ゾンビっているんだ、と思った。
僕の言う「ゾンビ」って
考えることを放棄した人のことです。
それは一時帰国した時の
電車の中での出来事です。
「他の人の迷惑になりますので
リュックは前にするようご協力、ご理解ください」
と言う但し書きを目にしました。
僕は大きなスーツケースと、大きなリュックサックを担いでいた。
僕の荷物は
さぞかし電車内では目立ったことだろう。
もともとこんな大きな荷物を抱えた乗客は
日本の公共交通機関内ではあまり見かけない。
多分、最初からタクシーなどを使って移動するんだろう。
でも海外からの旅費だけでも結構な出費なので
タクシーなんて贅沢な乗り物なんて使わない。
多くの海外からの旅行客も
きっと同じ考えで電車やバスを利用するだろう。
でもパンデミックの今や
そんな海外バックパック組はどこにもいない。
僕の向かいにいた30代後半の男性、
奥さんとまだ小さな子供を連れて
きっと幸楽に向かう幸せな風景だ。
でも僕にはどうしても拭い去れない
違和感を感じていました。
▬▬▬▬▬▬
## 設問 A
電車での出来事をつづった文章から、「多分、最初からタクシーなどを使って移動するんだろう。」から「違和感を感じていました。」に至るまでをすべて書き写してください。
## 設問 B
電車での出来事をつづった文章に名前が出てくる具体的な乗り物を、すべて挙げてください。
## 設問 C
電車での出来事をつづった文章を、最後の文の後から書き継いでください。
この後に続く資料は、本文とは別個のものです。
▬▬▬▬▬▬
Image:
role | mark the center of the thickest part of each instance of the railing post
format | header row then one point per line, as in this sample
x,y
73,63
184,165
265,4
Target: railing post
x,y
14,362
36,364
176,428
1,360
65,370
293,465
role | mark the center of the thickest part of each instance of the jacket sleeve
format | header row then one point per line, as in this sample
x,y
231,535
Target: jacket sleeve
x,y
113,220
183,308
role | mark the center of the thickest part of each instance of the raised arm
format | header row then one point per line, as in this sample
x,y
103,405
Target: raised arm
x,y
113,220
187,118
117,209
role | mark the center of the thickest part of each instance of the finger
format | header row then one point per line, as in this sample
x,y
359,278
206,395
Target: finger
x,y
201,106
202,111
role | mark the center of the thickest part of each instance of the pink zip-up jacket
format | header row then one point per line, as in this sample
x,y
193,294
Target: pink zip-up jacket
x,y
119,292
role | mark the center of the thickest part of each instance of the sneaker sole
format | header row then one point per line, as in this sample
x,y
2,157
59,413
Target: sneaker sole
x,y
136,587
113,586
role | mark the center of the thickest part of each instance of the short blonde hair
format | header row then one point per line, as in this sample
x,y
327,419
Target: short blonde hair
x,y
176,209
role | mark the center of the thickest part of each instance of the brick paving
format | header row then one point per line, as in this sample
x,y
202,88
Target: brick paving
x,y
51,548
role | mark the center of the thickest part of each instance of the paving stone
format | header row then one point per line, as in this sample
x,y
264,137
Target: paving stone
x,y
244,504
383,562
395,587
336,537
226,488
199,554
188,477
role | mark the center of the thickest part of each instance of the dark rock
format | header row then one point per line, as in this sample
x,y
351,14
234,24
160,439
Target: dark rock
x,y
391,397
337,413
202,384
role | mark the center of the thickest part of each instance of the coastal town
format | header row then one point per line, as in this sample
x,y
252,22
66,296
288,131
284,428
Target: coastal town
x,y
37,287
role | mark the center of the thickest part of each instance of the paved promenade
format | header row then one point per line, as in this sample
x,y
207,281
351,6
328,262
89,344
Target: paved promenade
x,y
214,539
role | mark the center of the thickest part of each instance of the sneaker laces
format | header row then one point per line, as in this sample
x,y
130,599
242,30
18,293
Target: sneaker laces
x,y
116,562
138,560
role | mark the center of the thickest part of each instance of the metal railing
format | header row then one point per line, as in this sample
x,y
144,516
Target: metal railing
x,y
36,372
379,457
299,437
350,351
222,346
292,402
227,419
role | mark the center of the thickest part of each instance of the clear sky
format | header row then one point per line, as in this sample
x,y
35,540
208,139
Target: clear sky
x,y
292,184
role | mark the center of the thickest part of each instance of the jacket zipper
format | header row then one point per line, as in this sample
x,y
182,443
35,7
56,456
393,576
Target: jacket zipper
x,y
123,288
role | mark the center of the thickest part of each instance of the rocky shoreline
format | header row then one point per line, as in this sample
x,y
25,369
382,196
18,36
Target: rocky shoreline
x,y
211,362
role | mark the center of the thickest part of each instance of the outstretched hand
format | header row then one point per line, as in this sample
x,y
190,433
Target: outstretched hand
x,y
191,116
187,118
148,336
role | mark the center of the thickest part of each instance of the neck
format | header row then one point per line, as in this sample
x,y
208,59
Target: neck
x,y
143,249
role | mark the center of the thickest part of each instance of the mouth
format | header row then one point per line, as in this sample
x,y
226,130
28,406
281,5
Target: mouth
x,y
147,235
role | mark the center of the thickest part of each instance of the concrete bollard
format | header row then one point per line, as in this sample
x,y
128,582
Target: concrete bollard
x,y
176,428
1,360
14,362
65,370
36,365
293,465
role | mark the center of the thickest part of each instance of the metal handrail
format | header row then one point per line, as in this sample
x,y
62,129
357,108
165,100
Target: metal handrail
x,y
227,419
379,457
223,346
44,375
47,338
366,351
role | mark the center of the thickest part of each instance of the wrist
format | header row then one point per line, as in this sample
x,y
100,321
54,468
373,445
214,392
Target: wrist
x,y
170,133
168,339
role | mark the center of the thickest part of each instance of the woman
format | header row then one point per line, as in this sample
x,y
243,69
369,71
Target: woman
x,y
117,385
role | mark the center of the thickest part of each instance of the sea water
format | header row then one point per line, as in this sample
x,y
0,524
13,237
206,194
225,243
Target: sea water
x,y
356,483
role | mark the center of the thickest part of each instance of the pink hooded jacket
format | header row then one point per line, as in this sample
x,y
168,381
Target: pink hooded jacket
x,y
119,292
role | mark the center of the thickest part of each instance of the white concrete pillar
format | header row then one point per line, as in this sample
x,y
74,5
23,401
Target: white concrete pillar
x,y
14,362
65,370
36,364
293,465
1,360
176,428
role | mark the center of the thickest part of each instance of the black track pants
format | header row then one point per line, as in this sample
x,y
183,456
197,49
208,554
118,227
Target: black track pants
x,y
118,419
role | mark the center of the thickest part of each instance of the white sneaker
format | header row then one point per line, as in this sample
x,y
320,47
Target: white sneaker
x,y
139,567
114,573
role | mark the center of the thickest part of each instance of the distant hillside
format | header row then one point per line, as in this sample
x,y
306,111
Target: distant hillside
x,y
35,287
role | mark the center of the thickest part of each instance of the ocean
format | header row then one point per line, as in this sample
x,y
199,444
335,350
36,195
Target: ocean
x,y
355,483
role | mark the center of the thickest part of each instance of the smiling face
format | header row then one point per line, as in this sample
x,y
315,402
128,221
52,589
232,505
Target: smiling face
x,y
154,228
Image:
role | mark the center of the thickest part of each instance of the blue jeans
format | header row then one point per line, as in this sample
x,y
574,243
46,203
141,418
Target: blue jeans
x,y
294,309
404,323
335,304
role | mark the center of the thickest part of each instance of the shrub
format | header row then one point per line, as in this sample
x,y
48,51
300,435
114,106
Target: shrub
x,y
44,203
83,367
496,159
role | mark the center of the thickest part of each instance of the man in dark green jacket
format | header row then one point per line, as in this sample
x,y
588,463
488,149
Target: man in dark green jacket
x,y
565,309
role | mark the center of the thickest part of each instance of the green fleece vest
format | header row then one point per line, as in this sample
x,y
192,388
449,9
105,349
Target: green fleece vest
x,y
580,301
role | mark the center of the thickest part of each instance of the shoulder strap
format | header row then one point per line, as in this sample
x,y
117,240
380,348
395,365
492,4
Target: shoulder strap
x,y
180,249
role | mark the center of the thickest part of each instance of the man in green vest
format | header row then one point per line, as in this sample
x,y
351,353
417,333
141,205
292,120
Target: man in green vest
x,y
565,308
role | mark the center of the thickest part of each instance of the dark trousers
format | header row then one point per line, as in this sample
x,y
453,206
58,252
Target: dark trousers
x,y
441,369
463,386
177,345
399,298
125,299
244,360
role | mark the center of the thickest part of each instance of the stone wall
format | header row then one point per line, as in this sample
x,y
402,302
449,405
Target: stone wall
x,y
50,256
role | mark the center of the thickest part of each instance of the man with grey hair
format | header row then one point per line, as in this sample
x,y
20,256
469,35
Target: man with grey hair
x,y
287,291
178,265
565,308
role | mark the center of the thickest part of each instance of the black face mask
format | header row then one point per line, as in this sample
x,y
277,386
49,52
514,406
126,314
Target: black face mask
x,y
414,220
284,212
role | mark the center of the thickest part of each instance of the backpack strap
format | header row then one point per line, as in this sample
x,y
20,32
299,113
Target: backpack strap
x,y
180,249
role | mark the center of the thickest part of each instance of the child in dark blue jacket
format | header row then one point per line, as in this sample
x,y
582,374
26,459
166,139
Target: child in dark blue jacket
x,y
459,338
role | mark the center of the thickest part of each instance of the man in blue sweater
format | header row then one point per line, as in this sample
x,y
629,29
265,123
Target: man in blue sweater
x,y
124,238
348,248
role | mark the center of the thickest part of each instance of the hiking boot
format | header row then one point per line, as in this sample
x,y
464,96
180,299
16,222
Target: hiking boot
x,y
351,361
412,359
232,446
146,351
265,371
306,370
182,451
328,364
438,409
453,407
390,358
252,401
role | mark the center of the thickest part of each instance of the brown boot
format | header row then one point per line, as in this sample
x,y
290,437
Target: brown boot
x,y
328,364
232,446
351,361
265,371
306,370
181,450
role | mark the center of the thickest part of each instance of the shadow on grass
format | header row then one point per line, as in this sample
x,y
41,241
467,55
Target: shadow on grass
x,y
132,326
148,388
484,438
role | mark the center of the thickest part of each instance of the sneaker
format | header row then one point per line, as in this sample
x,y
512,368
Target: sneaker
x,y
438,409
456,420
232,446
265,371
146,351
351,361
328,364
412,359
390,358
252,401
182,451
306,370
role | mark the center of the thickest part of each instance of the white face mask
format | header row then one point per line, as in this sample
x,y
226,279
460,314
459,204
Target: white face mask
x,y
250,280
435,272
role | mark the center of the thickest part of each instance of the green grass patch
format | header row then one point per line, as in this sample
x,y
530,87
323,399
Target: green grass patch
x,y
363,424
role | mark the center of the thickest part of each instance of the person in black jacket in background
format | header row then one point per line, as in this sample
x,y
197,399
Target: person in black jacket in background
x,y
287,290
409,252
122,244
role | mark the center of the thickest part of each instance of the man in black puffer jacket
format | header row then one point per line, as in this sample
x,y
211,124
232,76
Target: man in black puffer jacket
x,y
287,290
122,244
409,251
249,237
▬▬▬▬▬▬
## 最終結果 A
多分、最初からタクシーなどを使って移動するんだろう。
でも海外からの旅費だけでも結構な出費なので
タクシーなんて贅沢な乗り物なんて使わない。
多くの海外からの旅行客も
きっと同じ考えで電車やバスを利用するだろう。
でもパンデミックの今や
そんな海外バックパック組はどこにもいない。
僕の向かいにいた30代後半の男性、
奥さんとまだ小さな子供を連れて
きっと幸楽に向かう幸せな風景だ。
でも僕にはどうしても拭い去れない
違和感を感じていました。

## 最終結果 B
電車、タクシー、バス

## 最終結果 C
僕よりも遥かにコンパクトなリュックを
そのお父さんは体の前にかけていた。
誰に迷惑をかけているわけでもないのに。
むしろ電車内では僕の方が遥かに迷惑無人な乗客だ。
車内は程々の混みようだったが
テレビで見るような鮨詰めの車内ではない。
それなりに他人との距離は保てていた。
僕はこんなふうに考えた。
もし自分の荷物が他人に迷惑をかけたなら
その時に詫びれば良い。
その事情を話したり、理解してあげたりすれば良い。
そう言う心の余裕を持てる社会であれば良いと願うのだけれど、
確かに余裕すら持てない社会、時代ではあるとは思う。
でも私たちは「言葉」を持ってして進化したホモサピエンスだよね。
五体満足に目と口と耳が揃っているなら
考える脳を持ち合わせているなら
人とコミュニケートすることは
勿論できるはずだ。
でも電車内の但し書きは
そんなコミュニケーションを煩わしいものとして
ルールを敷くことで無難に、ことなきを得ようとしている。
そして、その敷かれたルールに
従順に疑問を抱くことなくしたがっている大人がいるのだ。
僕にはその幸福そうな男性の薄ら笑いに
実はゾッとしていた。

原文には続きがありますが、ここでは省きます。